Directions :: Nothing but the pictures should be left out when the entries below are duplicated.
Provided data Start Marker
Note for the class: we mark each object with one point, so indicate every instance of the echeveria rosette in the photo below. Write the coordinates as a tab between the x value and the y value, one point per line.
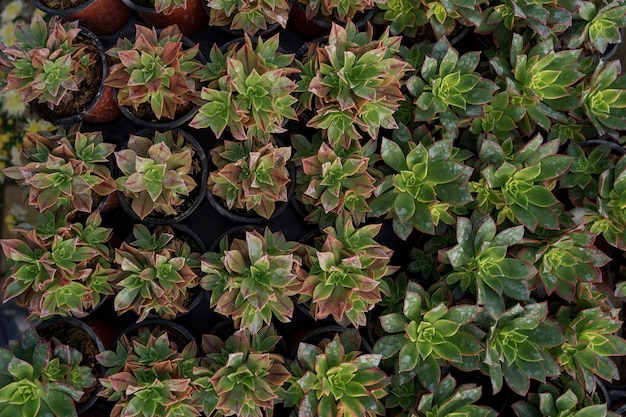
65	171
64	273
603	98
241	376
565	261
39	380
336	379
448	92
555	403
352	82
344	277
148	375
335	180
251	16
250	176
428	181
583	177
47	62
481	265
155	70
540	80
155	280
596	25
250	91
428	336
518	183
518	347
251	280
450	399
590	342
156	173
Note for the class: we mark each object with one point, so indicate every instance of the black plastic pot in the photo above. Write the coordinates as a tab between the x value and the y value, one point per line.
53	330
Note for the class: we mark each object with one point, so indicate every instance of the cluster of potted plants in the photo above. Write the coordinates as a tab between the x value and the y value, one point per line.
453	207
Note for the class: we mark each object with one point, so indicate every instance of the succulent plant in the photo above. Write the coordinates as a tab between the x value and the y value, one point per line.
448	91
341	11
540	80
518	347
250	90
450	399
596	25
343	275
352	82
517	183
603	98
157	172
48	61
427	181
65	171
429	335
250	176
148	375
251	279
241	376
156	72
336	379
335	180
158	272
251	16
590	341
64	271
38	380
481	265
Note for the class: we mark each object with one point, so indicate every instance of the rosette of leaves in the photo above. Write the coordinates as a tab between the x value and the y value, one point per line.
518	347
148	375
251	279
156	173
340	11
448	92
336	379
241	376
250	90
550	402
427	181
481	265
596	25
582	178
336	179
351	82
157	273
566	260
517	183
156	74
343	275
250	175
64	171
38	380
59	268
539	80
450	399
590	342
47	63
429	335
603	98
251	16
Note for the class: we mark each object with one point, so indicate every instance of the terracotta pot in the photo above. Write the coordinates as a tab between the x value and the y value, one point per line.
95	15
102	109
189	20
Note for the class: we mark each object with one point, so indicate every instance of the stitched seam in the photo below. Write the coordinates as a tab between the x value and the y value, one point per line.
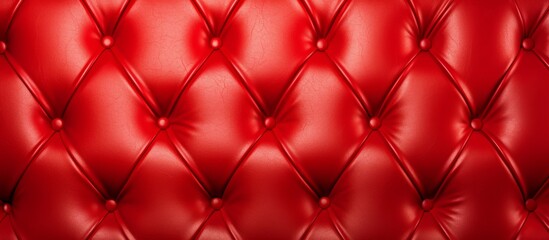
337	226
350	161
198	8
177	145
241	161
298	172
31	86
506	163
38	149
305	5
140	158
95	227
240	78
232	11
407	173
292	83
230	226
439	224
187	80
350	84
454	82
517	8
80	169
338	14
202	225
452	167
88	11
395	85
123	13
543	186
123	226
413	232
139	87
535	28
310	226
13	228
439	17
521	226
79	79
500	85
416	18
12	17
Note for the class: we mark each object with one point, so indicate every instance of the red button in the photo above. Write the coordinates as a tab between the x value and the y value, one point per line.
215	43
3	47
110	205
163	123
270	123
7	208
321	44
57	124
425	44
107	41
531	205
217	203
528	43
375	123
427	205
476	124
324	202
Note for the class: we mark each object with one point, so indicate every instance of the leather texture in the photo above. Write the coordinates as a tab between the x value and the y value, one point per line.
282	119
Provided data End Marker
Task solution ::
Note for the class: we mark each object with one point, so indicate every instance of the echeveria rosette in the photo below. Write the coordinates as a tab between the x value and the y value, one point per line.
65	171
64	273
603	98
241	376
565	261
39	380
336	379
448	92
555	403
352	82
344	277
148	375
335	180
251	16
250	176
428	181
583	177
47	62
481	265
155	70
540	80
155	280
596	25
250	91
428	336
518	183
518	347
251	280
450	399
590	342
156	173
Note for the class: we mark each object with one point, so indicate every instance of the black plastic pot in the photo above. Write the coordinates as a tab between the x value and the y value, one point per line.
53	330
Note for the class: we mark each object with one point, so indicate every instance of the cluster of potted plants in the photo above. Write the coordinates as a tab between the x value and the y value, one point per line.
453	207
Note for the class: we mark each object with one point, so indicate every instance of the succulent plant in the photo above. Write the coordinates as a tab between the x value and the y value, one point per line.
448	91
341	11
540	80
518	347
250	90
450	399
596	25
343	275
352	82
517	183
603	98
157	172
48	61
427	181
65	171
429	335
250	176
148	375
251	279
241	376
156	72
336	379
335	180
158	272
251	16
590	341
64	271
38	380
481	265
Note for the class: we mark each object with one point, so indicate every instance of the rosette of leaves in the photo above. Write the coordinates as a tab between the x value and the y value, one point per line.
518	347
148	375
251	279
156	173
340	11
448	92
336	379
241	376
250	90
550	402
427	181
481	265
596	25
582	178
336	179
351	82
157	273
566	260
517	183
156	74
343	275
250	175
64	171
38	380
59	268
539	80
450	399
590	342
47	63
429	335
603	98
251	16
Note for the class: we mark each object with one point, so indicate every instance of the terracotta pot in the photo above. Write the coordinates as a tab between the x value and the y value, one point per line.
95	15
102	109
189	20
Note for the class: we mark each object with one point, so indicate every instance of the stitched seam in the photo below. Write the coordinates as a tab between the x value and the y value, one point per line.
337	226
350	161
198	8
177	145
241	161
298	172
31	86
506	163
38	149
305	5
140	158
95	227
240	78
232	11
407	173
292	83
230	226
439	224
187	80
350	84
454	82
517	8
80	169
338	14
202	225
452	167
88	11
395	85
123	13
543	186
123	226
413	232
139	87
535	28
310	226
13	228
439	17
521	226
79	79
500	85
416	18
12	17
Note for the class: we mark each object with one point, so indicate every instance of the red button in the photo above. Write the coordinates as a tab between the x value and the y value, one point per line.
215	43
3	47
110	205
163	123
270	123
7	208
321	44
57	124
425	44
107	41
531	205
217	203
528	43
375	123
427	205
476	124
324	202
Note for the class: we mark each object with one point, so indicate every instance of the leather texture in the photo above. Write the coordinates as a tab between the x value and the y value, one point per line.
282	119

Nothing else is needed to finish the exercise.